*** Opening of TEXT PASSAGE ***

THE FORMER HEAD of world cycling today said that the sport’s governing body previously warned riders that they were at risk of failing drug tests but denied that there was every a cover-up of positive results.
Hein Verbruggen was president of the International Cycling Union (UCI) when Lance Armstrong won seven, straight Tour de France titles that he has since admitted were fuelled by the blood booster EPO, blood transfusions and human growth hormones.
He was banned for life and stripped of his wins back to August 1998 last year, plunging the sport into crisis and forcing a painful re-examination of the scourge of banned substances in the sport that have tarnished its reputation.
Verbruggen said last week that the UCI turned a blind eye to his misdemeanours but now maintains they did what they could to warn riders who appeared to be at risk of failing doping tests because their haematocrit or red blood cell count was too high.
“The UCI took the line, as did other sporting federations, to talk to racers whose blood test results appeared suspect,” he was quoted as saying in an interview with the Dutch news agency ANP.
“That sent out a signal to those who were doping but who had yet to turn in a positive test, that they risked getting into hot water. And if the anomaly was not down to doping that allowed the rider to have a medical analysis.
“The managers and team doctors were kept up to date.”
With red blood cells carrying oxygen from the lungs to the muscles, having a higher concentration — either naturally through fitness training or artificially through blood doping — improves an athlete’s endurance capacity and performance.
The UCI has come under pressure since the US Anti-Doping Agency published a damning dossier into Armstrong’s activities last October to answer how he was able to escape detection for so long.

*** Close of TEXT PASSAGE ***
*** Opening of DATA SECTION ***

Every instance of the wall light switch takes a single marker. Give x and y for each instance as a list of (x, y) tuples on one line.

*** Close of DATA SECTION ***
*** Opening of DATA SECTION ***

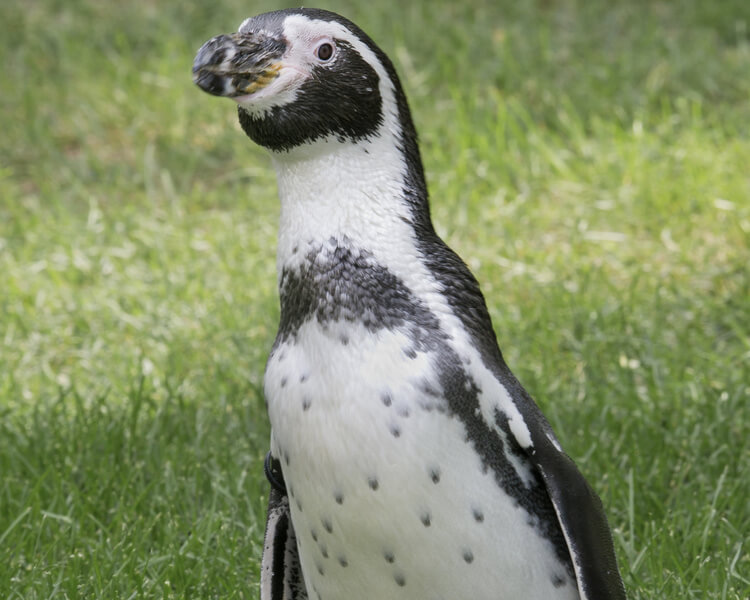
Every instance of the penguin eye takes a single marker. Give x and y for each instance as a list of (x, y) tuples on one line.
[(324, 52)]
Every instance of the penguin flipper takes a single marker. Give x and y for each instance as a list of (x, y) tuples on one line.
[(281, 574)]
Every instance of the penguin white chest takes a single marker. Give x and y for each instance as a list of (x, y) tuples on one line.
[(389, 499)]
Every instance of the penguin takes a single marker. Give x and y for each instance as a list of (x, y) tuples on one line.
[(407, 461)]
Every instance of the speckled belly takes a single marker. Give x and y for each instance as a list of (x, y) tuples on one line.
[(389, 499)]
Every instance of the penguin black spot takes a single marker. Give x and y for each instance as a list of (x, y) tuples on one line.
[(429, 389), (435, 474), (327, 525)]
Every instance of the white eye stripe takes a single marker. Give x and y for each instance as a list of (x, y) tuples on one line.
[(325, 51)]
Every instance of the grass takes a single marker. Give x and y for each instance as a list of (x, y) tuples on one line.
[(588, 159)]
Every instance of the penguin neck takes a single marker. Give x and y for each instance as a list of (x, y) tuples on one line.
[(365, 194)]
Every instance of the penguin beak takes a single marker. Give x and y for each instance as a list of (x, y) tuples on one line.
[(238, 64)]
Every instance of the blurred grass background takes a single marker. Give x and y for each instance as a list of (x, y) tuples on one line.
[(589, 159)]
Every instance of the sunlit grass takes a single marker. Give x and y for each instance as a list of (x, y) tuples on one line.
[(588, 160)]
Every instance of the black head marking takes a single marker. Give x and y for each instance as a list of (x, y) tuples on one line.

*** Close of DATA SECTION ***
*** Opening of DATA SECTION ***

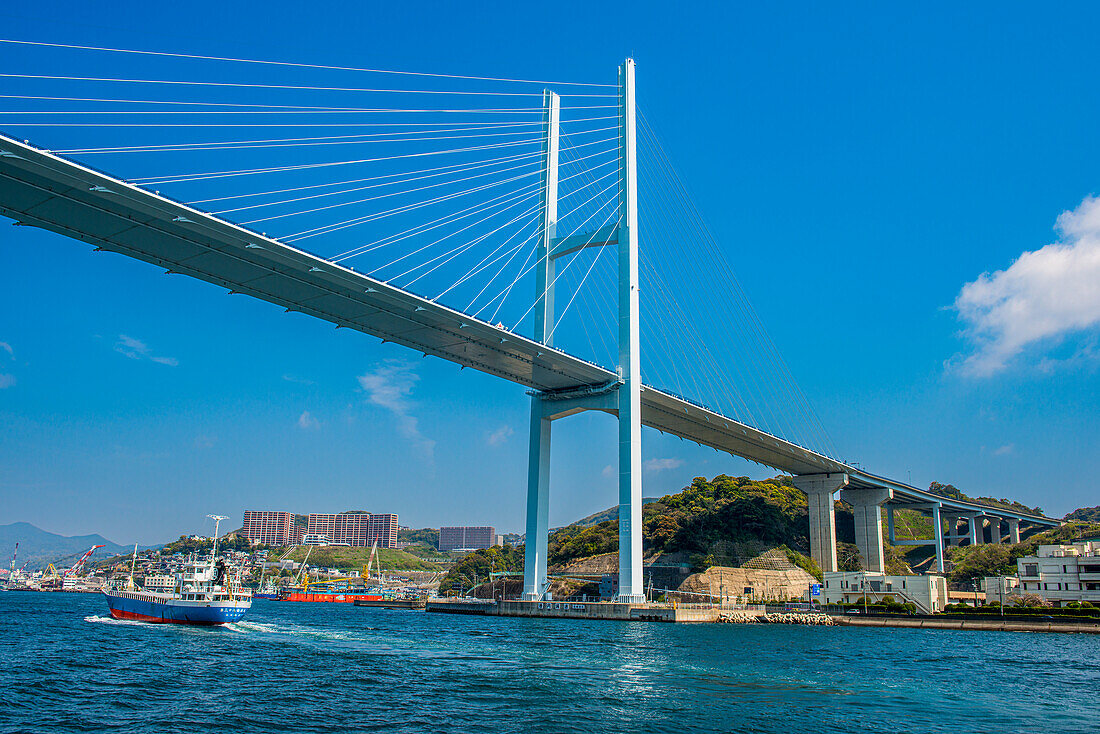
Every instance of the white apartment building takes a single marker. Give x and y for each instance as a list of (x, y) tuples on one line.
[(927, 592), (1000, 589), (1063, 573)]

*** Close of DATA SECTION ***

**WORK TASK 1:** In the article about cycling's governing body and Lance Armstrong, which news agency carried the interview in which Verbruggen was quoted?
**WORK TASK 2:** Please carry on the article about cycling's governing body and Lance Armstrong, starting after its last sentence.

**ANSWER AREA 1:** The Dutch news agency ANP.

**ANSWER AREA 2:**
It has been claimed that a suspect test given after the 2001 Tour of Switzerland was covered-up while Armstrong donated cash to the organisation to keep a lid on his doping and he was given the inside track about how to beat new tests for EPO.
The Vrij Nederland weekly, in an article to appear tomorrow, meanwhile reported that Armstrong had received such a warning from the UCI in 2001 on the way to his third Tour win.
Verbruggen, UCI chairman from 1991 to 2005 before Pat MacQuaid took over, told the publication that “the UCI’s objective was always to clean up its sport.
“Sometimes you could convince (riders) to stop doping and sometimes not,” he was quoted as saying. “When the biological passport was brought in (in 2008), the abnormal blood readings could be used as proof of doping,” added Verbruggen, who insisted that “cycling has always been in the vanguard when it comes to fighting doping”.
While some observers connected with the sport, including US three-time Tour champion Greg Lemond, are of the view that the UCI protected Armstrong, Verbruggen last week said he was pleased that the latter had denied as much in his interview.
“Nothing was ever covered up,” Verbruggen told ANP. “The UCI has always fought against doping.”